■ Work to complete
Give the data below again, word for word.

[Items from a dataset]

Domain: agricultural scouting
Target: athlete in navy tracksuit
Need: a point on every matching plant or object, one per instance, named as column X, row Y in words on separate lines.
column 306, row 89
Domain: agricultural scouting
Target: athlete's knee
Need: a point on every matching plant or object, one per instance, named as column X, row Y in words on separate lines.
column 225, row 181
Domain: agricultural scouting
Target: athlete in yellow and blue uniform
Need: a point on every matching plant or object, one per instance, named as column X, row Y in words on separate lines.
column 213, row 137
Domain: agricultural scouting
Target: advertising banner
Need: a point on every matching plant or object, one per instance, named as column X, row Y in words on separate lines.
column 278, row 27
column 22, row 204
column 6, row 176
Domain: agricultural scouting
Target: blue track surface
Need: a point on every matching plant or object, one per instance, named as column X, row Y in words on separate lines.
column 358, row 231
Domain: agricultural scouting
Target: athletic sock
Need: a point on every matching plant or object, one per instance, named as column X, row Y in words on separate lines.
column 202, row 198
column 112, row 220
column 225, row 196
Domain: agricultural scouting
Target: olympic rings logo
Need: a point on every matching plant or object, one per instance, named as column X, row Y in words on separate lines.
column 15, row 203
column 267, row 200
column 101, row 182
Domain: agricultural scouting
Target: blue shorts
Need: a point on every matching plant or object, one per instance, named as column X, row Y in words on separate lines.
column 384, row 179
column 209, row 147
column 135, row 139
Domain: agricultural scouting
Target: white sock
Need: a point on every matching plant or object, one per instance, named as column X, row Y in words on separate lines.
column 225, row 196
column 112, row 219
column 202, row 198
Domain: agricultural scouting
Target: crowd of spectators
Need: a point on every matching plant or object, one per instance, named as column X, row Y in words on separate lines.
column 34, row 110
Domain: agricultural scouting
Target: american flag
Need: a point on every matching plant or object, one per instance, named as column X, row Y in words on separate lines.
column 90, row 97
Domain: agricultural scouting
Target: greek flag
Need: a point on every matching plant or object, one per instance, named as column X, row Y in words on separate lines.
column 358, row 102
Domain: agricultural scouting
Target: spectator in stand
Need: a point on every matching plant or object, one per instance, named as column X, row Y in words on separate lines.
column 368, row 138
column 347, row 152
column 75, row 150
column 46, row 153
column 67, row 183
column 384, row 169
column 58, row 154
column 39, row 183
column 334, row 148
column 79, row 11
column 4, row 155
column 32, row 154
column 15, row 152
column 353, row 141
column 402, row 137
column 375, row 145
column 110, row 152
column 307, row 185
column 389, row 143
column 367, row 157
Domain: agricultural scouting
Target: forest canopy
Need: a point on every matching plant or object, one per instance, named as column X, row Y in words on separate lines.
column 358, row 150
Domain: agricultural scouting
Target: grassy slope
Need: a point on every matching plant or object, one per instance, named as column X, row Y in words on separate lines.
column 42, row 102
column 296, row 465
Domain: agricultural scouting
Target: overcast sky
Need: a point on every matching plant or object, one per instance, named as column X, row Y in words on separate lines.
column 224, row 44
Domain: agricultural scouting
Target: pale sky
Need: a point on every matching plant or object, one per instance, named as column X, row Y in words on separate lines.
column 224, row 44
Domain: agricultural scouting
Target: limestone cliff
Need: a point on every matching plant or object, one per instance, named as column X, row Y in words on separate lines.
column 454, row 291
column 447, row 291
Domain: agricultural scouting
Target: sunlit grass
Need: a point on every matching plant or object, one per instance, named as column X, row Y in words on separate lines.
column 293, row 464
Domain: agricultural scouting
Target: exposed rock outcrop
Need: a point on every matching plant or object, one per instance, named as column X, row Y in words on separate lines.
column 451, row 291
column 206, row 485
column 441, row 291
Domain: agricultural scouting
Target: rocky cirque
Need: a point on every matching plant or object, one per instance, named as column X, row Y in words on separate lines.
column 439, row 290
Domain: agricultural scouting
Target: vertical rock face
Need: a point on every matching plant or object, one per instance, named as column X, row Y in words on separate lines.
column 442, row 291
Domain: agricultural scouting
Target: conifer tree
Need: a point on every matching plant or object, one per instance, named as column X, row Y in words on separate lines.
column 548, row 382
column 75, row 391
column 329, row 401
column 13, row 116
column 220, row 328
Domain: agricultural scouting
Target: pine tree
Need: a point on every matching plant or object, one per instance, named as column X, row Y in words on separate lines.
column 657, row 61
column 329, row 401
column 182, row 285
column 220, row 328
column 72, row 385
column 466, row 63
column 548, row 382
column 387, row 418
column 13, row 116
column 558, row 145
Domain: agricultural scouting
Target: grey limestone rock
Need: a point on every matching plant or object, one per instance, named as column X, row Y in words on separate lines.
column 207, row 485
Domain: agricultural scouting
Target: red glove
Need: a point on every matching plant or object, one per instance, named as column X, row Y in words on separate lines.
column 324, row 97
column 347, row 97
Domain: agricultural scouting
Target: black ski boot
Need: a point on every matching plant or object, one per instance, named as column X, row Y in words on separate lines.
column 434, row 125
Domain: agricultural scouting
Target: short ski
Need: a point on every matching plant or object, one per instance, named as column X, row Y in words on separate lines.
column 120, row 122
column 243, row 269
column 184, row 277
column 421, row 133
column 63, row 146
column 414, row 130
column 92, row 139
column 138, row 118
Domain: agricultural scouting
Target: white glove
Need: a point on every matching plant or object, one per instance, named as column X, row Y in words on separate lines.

■ Expected answer
Domain: agricultural scouting
Target: athlete in navy tracksuit
Need: a point on every matching plant or object, one per instance, named as column X, row Y in words on separate lines.
column 306, row 89
Domain: agricultural scouting
Target: athlete's knee
Need: a point on every matching plant or object, one per instance, named as column X, row Y in words on separate lines.
column 225, row 181
Domain: agricultural scouting
Target: athlete in yellow and blue uniform
Need: a point on every matching plant or object, one per instance, named as column X, row Y in words on separate lines.
column 213, row 137
Domain: agricultural scouting
Target: advertising banner
Need: a point on every matching plant or object, one per instance, named as column X, row Y in words on separate lines.
column 278, row 27
column 22, row 204
column 6, row 176
Domain: agricultural scouting
Target: blue track surface
Need: a point on every matching plant or object, one per instance, named as column X, row Y in words on separate lines.
column 358, row 231
Domain: agricultural scouting
Target: athletic sock
Need: a point on every matching plant or object, one per instance, named as column X, row Y in words on separate lines.
column 202, row 198
column 112, row 220
column 225, row 196
Domain: agricultural scouting
Target: olympic rings logo
Need: a point on every matching plant or object, one per instance, named as column X, row Y in words on separate lines.
column 15, row 203
column 267, row 200
column 101, row 182
Domain: agricultural scouting
Target: blue shorts
Need: a point on every matching plant or object, one per instance, named as column X, row Y in words on separate lines.
column 384, row 179
column 209, row 147
column 135, row 139
Domain: agricultural scouting
Target: white sock
Need: a point on every matching plant or object, one per instance, named as column X, row Y in words on separate lines.
column 225, row 196
column 112, row 219
column 202, row 198
Domain: agricultural scouting
Target: crowd of spectators
Need: a point on every matching plant or object, one per instance, named as column X, row Y in words on separate lines.
column 34, row 110
Domain: agricultural scouting
Target: american flag
Need: a point on every matching plant or object, one per instance, named as column X, row Y in words on separate lines.
column 90, row 97
Domain: agricultural scouting
Target: greek flag
Need: a point on every matching plant or object, one per instance, named as column X, row Y in words on separate lines.
column 358, row 102
Domain: agricultural scouting
Target: spectator in stand
Need: a point on every matching plant or object, one per instance, named as column X, row Y in words on separate lines.
column 368, row 138
column 347, row 152
column 75, row 150
column 46, row 153
column 67, row 183
column 384, row 169
column 58, row 154
column 39, row 183
column 334, row 148
column 79, row 11
column 4, row 155
column 32, row 154
column 15, row 152
column 353, row 141
column 402, row 137
column 375, row 145
column 110, row 152
column 307, row 185
column 389, row 143
column 367, row 157
Domain: agricultural scouting
Target: forest canopy
Need: a point on every matching plant or object, one per instance, named as column X, row Y in words on separate lines.
column 358, row 150
Domain: agricultural scouting
Target: grassy slope
Need: a point on every matching plant or object, one per instance, named as column X, row Y in words on separate lines.
column 42, row 102
column 296, row 465
Domain: agricultural scouting
Target: overcast sky
Need: a point on every matching plant or object, one per instance, named as column X, row Y in words on separate lines.
column 224, row 44
Domain: agricultural scouting
Target: pale sky
Need: a point on every matching plant or object, one per instance, named as column X, row Y in words on separate lines.
column 224, row 44
Domain: agricultural scouting
Target: limestone cliff
Need: a point on every matching plant or object, one per instance, named as column X, row Y in words on separate lines.
column 454, row 291
column 447, row 291
Domain: agricultural scouting
Target: sunlit grass
Need: a point on every matching plant or object, one per instance, named as column X, row Y in words on separate lines.
column 293, row 464
Domain: agricultural scouting
Target: exposed rock outcrop
Need: a point on every matching plant or object, one per instance, named as column X, row Y in words on separate lines.
column 451, row 291
column 206, row 485
column 441, row 291
Domain: agricultural scouting
Target: rocky cirque
Need: a point on every matching plant or object, one per instance, named as column X, row Y in words on separate lines.
column 439, row 290
Domain: agricultural scouting
Target: vertical rock face
Need: a point on every matching plant or object, one per instance, named as column X, row Y in words on separate lines.
column 442, row 291
Domain: agricultural scouting
Target: conifer tree
Need: a point on every matching plant or object, one per instance, named as column X, row Y in words on separate lines.
column 548, row 382
column 75, row 391
column 329, row 401
column 13, row 116
column 220, row 328
Domain: agricultural scouting
Target: pine tree
Need: a point on every matching plant or object, one per instance, named as column X, row Y in words on separate lines.
column 657, row 61
column 329, row 401
column 182, row 285
column 220, row 328
column 72, row 385
column 466, row 63
column 548, row 382
column 387, row 418
column 13, row 116
column 558, row 145
Domain: agricultural scouting
Target: grey limestone rock
Need: a point on every matching plant or object, one per instance, named as column X, row Y in words on separate lines.
column 207, row 485
Domain: agricultural scouting
Target: red glove
Need: a point on every matching plant or object, one per instance, named as column X, row Y in words on separate lines.
column 324, row 97
column 347, row 97
Domain: agricultural scouting
Target: black ski boot
Need: a point on every matching plant or object, one per instance, named as column X, row Y in words on separate lines.
column 434, row 125
Domain: agricultural scouting
Target: short ski
Need: a point on every matching plant or object, one per instance, named as column X, row Y in words on separate lines.
column 120, row 122
column 243, row 269
column 184, row 277
column 421, row 133
column 63, row 146
column 414, row 130
column 92, row 139
column 138, row 118
Domain: agricultural scouting
Target: white glove
Need: a point on every matching plant or object, one per instance, named as column X, row Y in words on separate lines.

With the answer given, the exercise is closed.